## DATA SHOWN
┌──
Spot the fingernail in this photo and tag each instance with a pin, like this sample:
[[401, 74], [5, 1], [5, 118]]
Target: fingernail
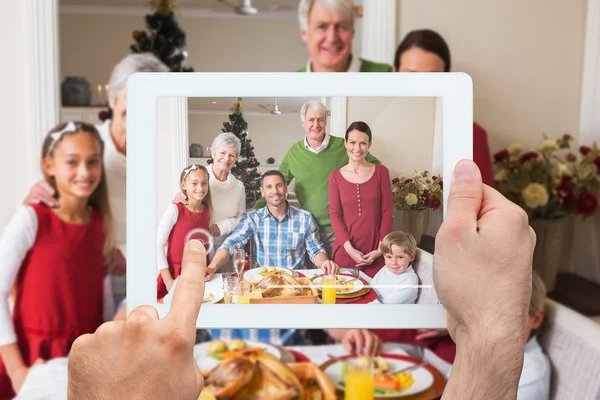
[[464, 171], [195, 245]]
└──
┌──
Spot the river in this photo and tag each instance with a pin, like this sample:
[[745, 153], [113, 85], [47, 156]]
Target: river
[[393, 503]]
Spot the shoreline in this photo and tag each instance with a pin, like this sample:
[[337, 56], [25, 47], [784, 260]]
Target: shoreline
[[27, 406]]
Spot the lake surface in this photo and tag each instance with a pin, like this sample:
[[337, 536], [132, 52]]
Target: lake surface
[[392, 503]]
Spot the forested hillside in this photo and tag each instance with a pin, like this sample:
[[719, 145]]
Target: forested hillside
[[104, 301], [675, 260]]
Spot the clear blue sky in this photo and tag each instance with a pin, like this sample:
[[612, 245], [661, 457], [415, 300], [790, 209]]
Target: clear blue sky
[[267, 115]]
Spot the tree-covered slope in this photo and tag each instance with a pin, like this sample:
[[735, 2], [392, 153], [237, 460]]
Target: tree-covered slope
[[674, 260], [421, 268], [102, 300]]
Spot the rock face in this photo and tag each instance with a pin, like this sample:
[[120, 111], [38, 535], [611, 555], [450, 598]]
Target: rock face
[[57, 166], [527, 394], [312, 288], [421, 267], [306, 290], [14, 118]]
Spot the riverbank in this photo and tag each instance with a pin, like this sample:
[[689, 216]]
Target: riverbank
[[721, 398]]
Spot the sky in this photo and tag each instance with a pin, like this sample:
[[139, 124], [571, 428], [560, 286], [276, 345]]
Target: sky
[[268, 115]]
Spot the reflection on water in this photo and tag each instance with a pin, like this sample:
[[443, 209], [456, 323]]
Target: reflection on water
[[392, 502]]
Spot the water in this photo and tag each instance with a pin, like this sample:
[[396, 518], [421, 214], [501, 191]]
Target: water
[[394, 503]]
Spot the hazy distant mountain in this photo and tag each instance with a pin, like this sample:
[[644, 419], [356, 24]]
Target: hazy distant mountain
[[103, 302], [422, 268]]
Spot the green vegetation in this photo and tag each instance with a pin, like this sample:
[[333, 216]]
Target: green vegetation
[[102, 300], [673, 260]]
└──
## GIVEN INSTRUCTION
Copy out everything from the line containing "Spot the riverbank" down to the line containing "[[102, 300], [673, 260]]", with both of those lines included.

## EXPECTED OUTPUT
Spot the riverbank in this photo and tag each instance with a pin, like this sample:
[[689, 216]]
Target: riverbank
[[721, 398]]
Spot the sky in this photo and tag each instance with a pin, like this sample:
[[139, 124], [571, 428], [560, 286], [276, 345]]
Target: sky
[[268, 115]]
Spot the reflection on water in this photo and tag each instance with a pin, like this sample:
[[443, 209], [456, 323]]
Target: reflection on water
[[392, 502]]
Spot the water in this photo and tag each instance with a pin, like this sample:
[[396, 518], [421, 214], [501, 191]]
Target: water
[[394, 503]]
Spot the hazy distant mountain in this photo and tag each instance with a pin, like this sample:
[[644, 419], [356, 24]]
Target: hazy distant mountain
[[103, 302], [422, 268]]
Spot the green vegetation in this photo and tag each instance with a pin, like this sample:
[[333, 216]]
Target: green vegetation
[[102, 300], [673, 260]]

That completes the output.